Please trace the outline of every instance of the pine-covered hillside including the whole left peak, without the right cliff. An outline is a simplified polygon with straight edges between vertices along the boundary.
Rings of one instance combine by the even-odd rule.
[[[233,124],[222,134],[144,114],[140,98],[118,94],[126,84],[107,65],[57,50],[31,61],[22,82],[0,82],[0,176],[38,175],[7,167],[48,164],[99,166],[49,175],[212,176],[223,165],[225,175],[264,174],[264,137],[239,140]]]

^^^^^^^^

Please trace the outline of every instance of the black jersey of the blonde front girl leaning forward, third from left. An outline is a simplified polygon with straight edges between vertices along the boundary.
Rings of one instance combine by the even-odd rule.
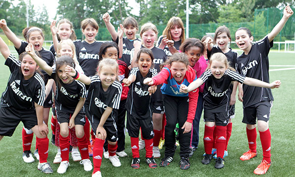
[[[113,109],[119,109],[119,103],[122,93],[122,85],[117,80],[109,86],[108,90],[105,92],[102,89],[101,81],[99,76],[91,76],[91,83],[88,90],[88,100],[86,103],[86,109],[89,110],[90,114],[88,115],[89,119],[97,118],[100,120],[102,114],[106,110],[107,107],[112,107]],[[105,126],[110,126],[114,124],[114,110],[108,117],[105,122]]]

^^^^^^^^

* **Your objective**
Look through the entries above, find each line containing "outline", and copy it.

* **Result for this task**
Please trace the outline of every instance of the pine-covered hillside including the whole left peak, without the right cliff. An outline is a simplified polygon with straight edges between vertices along the boundary.
Please trace the outline of every instance of the black jersey of the blonde front girl leaning forward, third from left. An outline is a simplified polygon with straight edges between vertices along the boundary.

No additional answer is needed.